§ RECORDS PROVIDED
--

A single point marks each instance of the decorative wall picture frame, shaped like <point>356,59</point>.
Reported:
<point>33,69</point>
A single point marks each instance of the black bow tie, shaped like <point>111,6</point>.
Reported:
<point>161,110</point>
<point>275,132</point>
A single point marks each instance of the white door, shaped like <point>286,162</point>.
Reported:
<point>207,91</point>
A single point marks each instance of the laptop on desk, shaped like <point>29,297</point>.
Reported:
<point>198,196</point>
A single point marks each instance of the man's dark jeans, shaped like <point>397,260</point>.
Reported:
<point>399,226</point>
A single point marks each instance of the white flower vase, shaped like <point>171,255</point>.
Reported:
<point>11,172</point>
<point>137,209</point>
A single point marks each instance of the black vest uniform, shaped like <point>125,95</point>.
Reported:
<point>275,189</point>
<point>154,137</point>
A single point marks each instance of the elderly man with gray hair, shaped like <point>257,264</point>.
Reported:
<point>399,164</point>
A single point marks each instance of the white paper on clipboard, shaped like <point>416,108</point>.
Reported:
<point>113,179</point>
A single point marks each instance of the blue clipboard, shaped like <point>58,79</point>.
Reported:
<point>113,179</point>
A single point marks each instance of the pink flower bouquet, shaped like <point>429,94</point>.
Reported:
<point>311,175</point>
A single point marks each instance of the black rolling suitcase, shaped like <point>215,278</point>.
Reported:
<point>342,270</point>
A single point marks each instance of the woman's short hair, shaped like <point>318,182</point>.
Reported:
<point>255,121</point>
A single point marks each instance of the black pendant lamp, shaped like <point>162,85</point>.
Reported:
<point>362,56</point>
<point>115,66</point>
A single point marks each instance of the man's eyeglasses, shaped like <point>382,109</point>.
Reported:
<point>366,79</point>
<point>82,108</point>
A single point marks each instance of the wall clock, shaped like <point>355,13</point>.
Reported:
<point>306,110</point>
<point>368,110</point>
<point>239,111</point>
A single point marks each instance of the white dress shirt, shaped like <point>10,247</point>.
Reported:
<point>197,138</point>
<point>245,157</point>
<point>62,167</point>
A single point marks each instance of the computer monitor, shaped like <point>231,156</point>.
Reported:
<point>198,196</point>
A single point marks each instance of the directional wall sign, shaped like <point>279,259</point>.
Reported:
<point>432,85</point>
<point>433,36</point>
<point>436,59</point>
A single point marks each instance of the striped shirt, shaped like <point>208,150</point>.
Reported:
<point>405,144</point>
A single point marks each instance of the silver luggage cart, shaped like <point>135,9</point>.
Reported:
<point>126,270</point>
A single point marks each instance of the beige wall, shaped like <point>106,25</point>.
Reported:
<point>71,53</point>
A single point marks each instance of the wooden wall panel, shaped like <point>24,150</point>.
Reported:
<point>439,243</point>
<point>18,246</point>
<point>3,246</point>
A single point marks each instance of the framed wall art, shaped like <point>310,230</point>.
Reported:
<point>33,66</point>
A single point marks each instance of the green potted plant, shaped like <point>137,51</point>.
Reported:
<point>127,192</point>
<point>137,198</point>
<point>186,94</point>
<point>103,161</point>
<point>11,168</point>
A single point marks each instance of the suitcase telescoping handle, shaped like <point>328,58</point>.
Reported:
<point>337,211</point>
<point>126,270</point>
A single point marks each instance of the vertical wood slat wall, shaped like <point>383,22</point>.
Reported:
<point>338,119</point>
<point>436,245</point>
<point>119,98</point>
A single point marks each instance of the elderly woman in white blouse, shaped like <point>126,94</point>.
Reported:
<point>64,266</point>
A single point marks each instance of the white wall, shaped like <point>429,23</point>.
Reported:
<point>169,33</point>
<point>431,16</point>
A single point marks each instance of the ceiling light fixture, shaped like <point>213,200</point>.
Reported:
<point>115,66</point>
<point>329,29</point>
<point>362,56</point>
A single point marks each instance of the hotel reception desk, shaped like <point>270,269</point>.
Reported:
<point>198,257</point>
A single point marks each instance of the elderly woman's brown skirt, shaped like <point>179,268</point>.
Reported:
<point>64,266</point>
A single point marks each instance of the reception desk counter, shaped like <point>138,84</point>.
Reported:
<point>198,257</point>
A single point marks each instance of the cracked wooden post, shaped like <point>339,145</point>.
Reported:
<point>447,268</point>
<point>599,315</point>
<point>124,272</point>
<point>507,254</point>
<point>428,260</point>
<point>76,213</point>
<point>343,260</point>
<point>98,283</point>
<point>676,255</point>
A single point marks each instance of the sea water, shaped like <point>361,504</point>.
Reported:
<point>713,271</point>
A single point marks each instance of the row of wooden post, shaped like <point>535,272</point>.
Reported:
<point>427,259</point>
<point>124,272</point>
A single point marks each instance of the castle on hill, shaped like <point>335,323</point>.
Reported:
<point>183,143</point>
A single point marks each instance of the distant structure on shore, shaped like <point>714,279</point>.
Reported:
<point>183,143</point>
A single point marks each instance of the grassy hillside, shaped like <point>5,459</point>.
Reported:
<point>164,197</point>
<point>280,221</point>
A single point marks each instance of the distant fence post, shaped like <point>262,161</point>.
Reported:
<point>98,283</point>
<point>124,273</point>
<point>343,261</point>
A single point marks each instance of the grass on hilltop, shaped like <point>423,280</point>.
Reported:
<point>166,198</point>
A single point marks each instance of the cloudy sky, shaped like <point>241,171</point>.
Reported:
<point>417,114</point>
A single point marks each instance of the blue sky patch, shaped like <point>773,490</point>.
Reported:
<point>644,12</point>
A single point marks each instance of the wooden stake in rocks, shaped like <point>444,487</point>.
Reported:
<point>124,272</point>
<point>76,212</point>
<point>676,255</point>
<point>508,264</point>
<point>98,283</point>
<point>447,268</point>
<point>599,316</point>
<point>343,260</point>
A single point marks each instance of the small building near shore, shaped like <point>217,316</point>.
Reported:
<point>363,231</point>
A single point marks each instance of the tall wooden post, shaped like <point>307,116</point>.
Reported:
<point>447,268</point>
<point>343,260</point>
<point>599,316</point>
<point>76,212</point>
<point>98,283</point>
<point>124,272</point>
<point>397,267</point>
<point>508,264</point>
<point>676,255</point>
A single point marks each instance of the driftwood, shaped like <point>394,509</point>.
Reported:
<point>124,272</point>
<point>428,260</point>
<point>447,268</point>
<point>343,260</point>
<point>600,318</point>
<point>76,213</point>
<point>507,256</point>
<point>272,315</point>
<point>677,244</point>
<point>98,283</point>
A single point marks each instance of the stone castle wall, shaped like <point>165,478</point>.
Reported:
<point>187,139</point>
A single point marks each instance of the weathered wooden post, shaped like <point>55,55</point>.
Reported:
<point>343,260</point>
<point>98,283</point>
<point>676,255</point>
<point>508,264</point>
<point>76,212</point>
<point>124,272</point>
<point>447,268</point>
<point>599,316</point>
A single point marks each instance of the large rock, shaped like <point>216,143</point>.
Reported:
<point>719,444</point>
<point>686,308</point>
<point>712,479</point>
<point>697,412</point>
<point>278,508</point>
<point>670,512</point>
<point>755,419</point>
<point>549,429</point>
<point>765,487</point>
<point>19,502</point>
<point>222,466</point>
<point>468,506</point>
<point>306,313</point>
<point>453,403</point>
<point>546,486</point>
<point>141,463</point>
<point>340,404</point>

--

§ PROBLEM TO WORK ON
Write out every record verbatim.

§ EXERCISE OUTPUT
A single point marks each instance of the decorative wall picture frame, shaped like <point>356,59</point>.
Reported:
<point>33,69</point>
A single point marks each instance of the black bow tie, shaped like <point>111,6</point>.
Reported:
<point>161,110</point>
<point>275,132</point>
A single point marks each instance of the white door, shaped like <point>286,162</point>.
Reported:
<point>207,91</point>
A single point marks each instance of the laptop on desk, shaped like <point>29,297</point>.
Reported:
<point>198,196</point>
A single point marks each instance of the man's dark jeans, shaped like <point>397,260</point>.
Reported:
<point>399,226</point>
A single point marks each instance of the white flower vase, shaped like <point>171,255</point>.
Reported:
<point>11,172</point>
<point>137,209</point>
A single point marks each instance of the black vest uniform, shaped like <point>125,95</point>.
Reported:
<point>275,189</point>
<point>154,137</point>
A single point marks each instance of the elderly man with gray hair, shaped like <point>257,264</point>.
Reported:
<point>399,164</point>
A single point marks each instance of the white paper on clipboard, shaped like <point>416,108</point>.
Reported:
<point>113,179</point>
A single point marks each instance of the blue clipboard, shaped like <point>58,79</point>.
Reported:
<point>113,179</point>
A single point marks each instance of the pink flower bouquet, shaped like <point>429,94</point>.
Reported:
<point>311,175</point>
A single point marks each instance of the black rolling suitcase, shaped like <point>215,278</point>.
Reported:
<point>342,270</point>
A single point marks each instance of the woman's short hair, shaped like <point>318,182</point>.
Reported:
<point>255,121</point>
A single point marks each instance of the black pendant lamp, shaped like <point>162,85</point>.
Reported:
<point>362,56</point>
<point>115,66</point>
A single point marks each instance of the man's eyeglasses, shaped like <point>382,109</point>.
Reported:
<point>366,79</point>
<point>82,108</point>
A single point marks each instance of the wall clock, shaped like <point>355,13</point>.
Reported:
<point>306,110</point>
<point>368,110</point>
<point>239,111</point>
A single point marks each instance of the white dress shirt, shaped like <point>10,247</point>.
Reported:
<point>197,138</point>
<point>245,157</point>
<point>62,167</point>
A single point marks each instance of the computer monitor, shaped like <point>231,156</point>.
Reported:
<point>198,196</point>
A single point marks each instance of the directional wall sign, shaped like <point>279,259</point>.
Reported:
<point>432,85</point>
<point>433,36</point>
<point>436,59</point>
A single point marks each instance of the striped shirt, shaped like <point>208,150</point>.
Reported:
<point>405,144</point>
A single point marks each instance of the silver luggage cart, shaped like <point>135,9</point>.
Reported:
<point>126,270</point>
A single point marks each instance of the beige wall, shaped like <point>106,25</point>.
Reported:
<point>71,53</point>
A single point marks each instance of the wooden wall panel, shaped like <point>24,150</point>.
Reported:
<point>439,243</point>
<point>18,246</point>
<point>3,246</point>
A single point marks each instance of the framed wall art, shaped like <point>310,230</point>.
Reported:
<point>33,66</point>
A single point marks each instance of the green potted plant, shaped like <point>137,51</point>.
Reported:
<point>127,192</point>
<point>137,198</point>
<point>186,94</point>
<point>103,161</point>
<point>11,168</point>
A single point marks each instance of the suitcase telescoping handle, shaped like <point>328,58</point>.
Reported:
<point>337,211</point>
<point>126,270</point>
A single point marks each instance of the vertical wood slat wall, shaped like <point>383,22</point>.
Reported:
<point>338,119</point>
<point>436,245</point>
<point>119,98</point>
A single point marks each instance of the elderly woman in white blouse, shaped like <point>126,94</point>.
Reported:
<point>64,266</point>
A single point marks each instance of the white wall, shaped like <point>429,23</point>.
Reported:
<point>169,33</point>
<point>431,16</point>
A single point marks each instance of the ceiling light fixture, shaped like <point>213,200</point>.
Reported:
<point>115,66</point>
<point>329,29</point>
<point>362,56</point>
A single point marks each instance of the hotel reception desk, shaped like <point>270,269</point>.
Reported:
<point>198,257</point>
A single point marks each instance of the elderly woman's brown skirt, shaped like <point>179,268</point>.
Reported:
<point>64,266</point>
A single point marks each instance of the reception desk counter, shaped like <point>138,84</point>.
Reported:
<point>198,257</point>
A single point marks each instance of the cracked wooden post, shaped like <point>339,145</point>.
Reported:
<point>447,268</point>
<point>599,315</point>
<point>124,272</point>
<point>507,254</point>
<point>428,260</point>
<point>76,213</point>
<point>343,260</point>
<point>98,283</point>
<point>676,255</point>
A single point marks each instance of the sea water, shaped like <point>361,504</point>.
Reported:
<point>713,271</point>
A single point marks each instance of the row of wooden post, shaped like <point>535,272</point>.
Reported:
<point>427,259</point>
<point>124,272</point>
A single point marks each instance of the castle on hill, shaped like <point>335,323</point>.
Reported:
<point>183,143</point>
A single point marks each instance of the distant structure on shore, shaped like <point>714,279</point>.
Reported:
<point>183,143</point>
A single point marks each instance of the grassy hillside, shaped like <point>5,459</point>.
Reported:
<point>164,197</point>
<point>280,221</point>
A single point marks each instance of the distant fence post, shaped like <point>262,161</point>.
Reported:
<point>98,283</point>
<point>124,273</point>
<point>343,261</point>
A single point marks each instance of the grass on hilltop, shaped like <point>423,280</point>.
Reported:
<point>166,198</point>
A single point marks each instance of the cloudy sky, shaped like <point>241,171</point>.
Reported:
<point>417,114</point>
A single point marks each instance of the blue sky patch, shaped like <point>773,490</point>.
Reported:
<point>644,12</point>
A single point marks each instance of the wooden stake in rocks, shaped like <point>444,487</point>.
Reported:
<point>124,272</point>
<point>76,212</point>
<point>676,255</point>
<point>508,264</point>
<point>98,283</point>
<point>447,268</point>
<point>599,316</point>
<point>343,260</point>
A single point marks each instance of the small building near shore, shaped like <point>217,316</point>.
Reported:
<point>363,231</point>
A single point marks each instance of the tall wooden post, shaped like <point>307,116</point>.
Reported:
<point>447,268</point>
<point>343,260</point>
<point>599,316</point>
<point>76,212</point>
<point>98,283</point>
<point>124,272</point>
<point>397,267</point>
<point>508,264</point>
<point>676,255</point>
A single point marks each instance of the driftwood, shaped like <point>394,509</point>.
Reported:
<point>124,272</point>
<point>428,260</point>
<point>447,268</point>
<point>343,260</point>
<point>600,318</point>
<point>76,213</point>
<point>507,256</point>
<point>272,315</point>
<point>677,244</point>
<point>98,283</point>
A single point marks each instance of the stone castle wall, shaped like <point>165,478</point>.
Reported:
<point>187,139</point>
A single point marks each instance of the weathered wooden post, shaped like <point>55,55</point>.
Reported:
<point>343,260</point>
<point>98,283</point>
<point>676,255</point>
<point>508,264</point>
<point>76,212</point>
<point>124,272</point>
<point>447,268</point>
<point>599,316</point>
A single point marks each instance of the large rock, shaped like <point>216,143</point>.
Reported:
<point>719,444</point>
<point>686,308</point>
<point>712,479</point>
<point>697,412</point>
<point>278,508</point>
<point>670,512</point>
<point>755,419</point>
<point>549,429</point>
<point>765,487</point>
<point>19,502</point>
<point>222,466</point>
<point>468,506</point>
<point>306,313</point>
<point>453,403</point>
<point>546,486</point>
<point>141,463</point>
<point>340,404</point>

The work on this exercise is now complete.